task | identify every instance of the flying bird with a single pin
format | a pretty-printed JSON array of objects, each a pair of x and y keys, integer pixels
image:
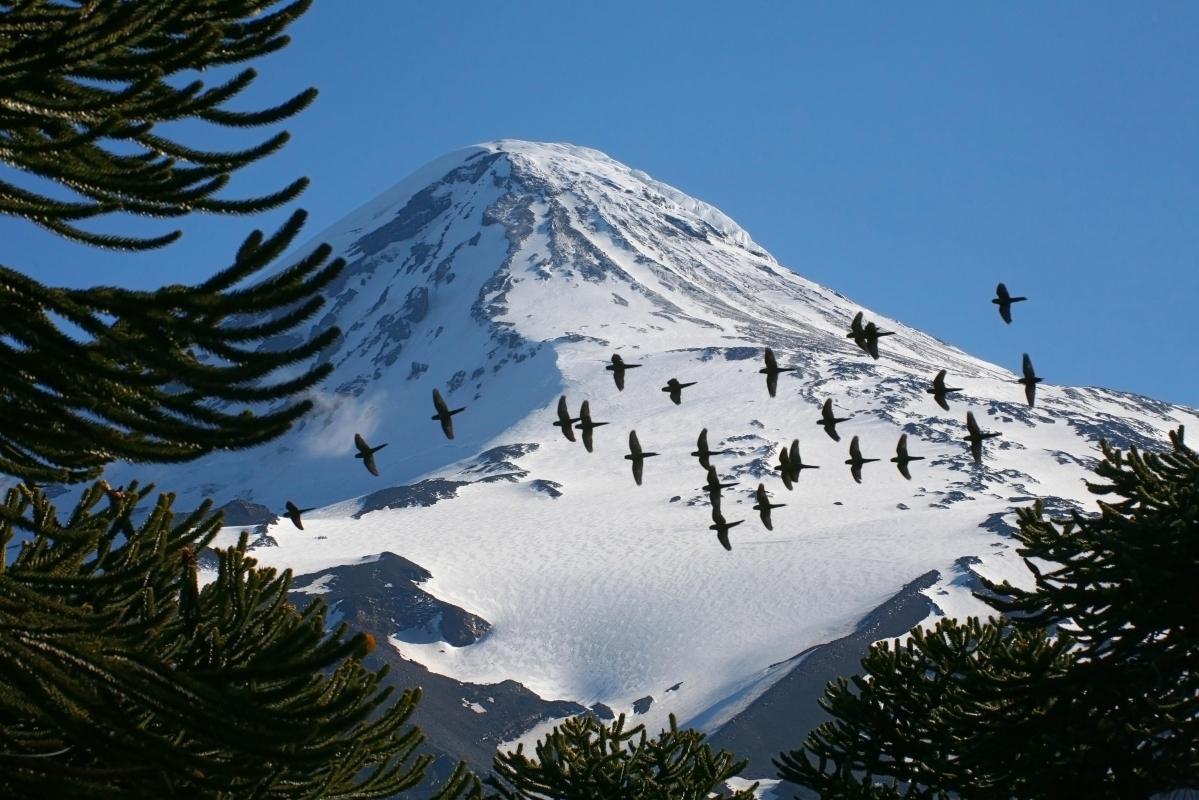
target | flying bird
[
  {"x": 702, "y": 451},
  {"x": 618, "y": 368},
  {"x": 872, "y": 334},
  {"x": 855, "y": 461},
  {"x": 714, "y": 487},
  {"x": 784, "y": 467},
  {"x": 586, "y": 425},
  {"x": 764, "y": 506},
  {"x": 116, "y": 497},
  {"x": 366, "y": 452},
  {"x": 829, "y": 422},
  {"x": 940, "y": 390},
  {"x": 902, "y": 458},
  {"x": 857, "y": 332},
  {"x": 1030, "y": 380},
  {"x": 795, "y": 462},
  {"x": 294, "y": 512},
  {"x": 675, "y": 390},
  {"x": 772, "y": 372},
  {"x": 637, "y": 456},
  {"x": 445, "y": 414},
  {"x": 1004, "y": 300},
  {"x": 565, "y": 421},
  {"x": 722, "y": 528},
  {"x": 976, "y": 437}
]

——

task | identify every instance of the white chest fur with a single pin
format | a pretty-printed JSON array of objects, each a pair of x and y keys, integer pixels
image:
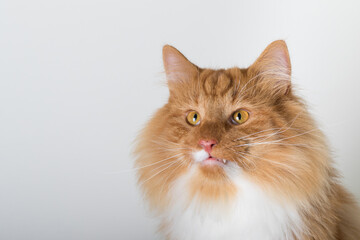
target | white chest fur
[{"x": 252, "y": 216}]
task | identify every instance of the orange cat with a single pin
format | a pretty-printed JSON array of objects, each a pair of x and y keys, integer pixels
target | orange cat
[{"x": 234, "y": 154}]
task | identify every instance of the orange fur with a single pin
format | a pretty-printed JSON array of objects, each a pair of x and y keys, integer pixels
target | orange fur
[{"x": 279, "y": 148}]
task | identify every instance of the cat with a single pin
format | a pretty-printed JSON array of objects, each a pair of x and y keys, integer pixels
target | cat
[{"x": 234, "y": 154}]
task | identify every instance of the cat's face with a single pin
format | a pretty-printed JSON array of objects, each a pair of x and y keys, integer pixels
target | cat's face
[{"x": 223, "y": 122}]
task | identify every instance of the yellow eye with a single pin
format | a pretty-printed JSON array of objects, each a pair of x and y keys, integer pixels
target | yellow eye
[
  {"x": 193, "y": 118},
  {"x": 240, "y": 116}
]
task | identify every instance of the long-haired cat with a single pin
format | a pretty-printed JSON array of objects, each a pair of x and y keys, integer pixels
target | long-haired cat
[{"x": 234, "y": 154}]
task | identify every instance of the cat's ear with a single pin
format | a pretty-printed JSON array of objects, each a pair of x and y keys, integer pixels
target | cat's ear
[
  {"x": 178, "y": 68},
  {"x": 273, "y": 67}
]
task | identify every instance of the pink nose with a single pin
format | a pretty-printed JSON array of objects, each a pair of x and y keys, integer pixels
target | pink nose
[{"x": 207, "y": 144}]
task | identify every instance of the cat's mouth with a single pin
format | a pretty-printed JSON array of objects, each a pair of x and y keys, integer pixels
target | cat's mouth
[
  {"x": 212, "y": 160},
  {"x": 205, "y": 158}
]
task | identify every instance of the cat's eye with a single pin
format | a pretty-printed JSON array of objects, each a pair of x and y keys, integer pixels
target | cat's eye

——

→ Description of the task: Pull out every line of the material above that contains the string "long", and copy each one unchanged.

→ The response:
task | identify every instance of the long-haired cat with a single pin
target | long-haired cat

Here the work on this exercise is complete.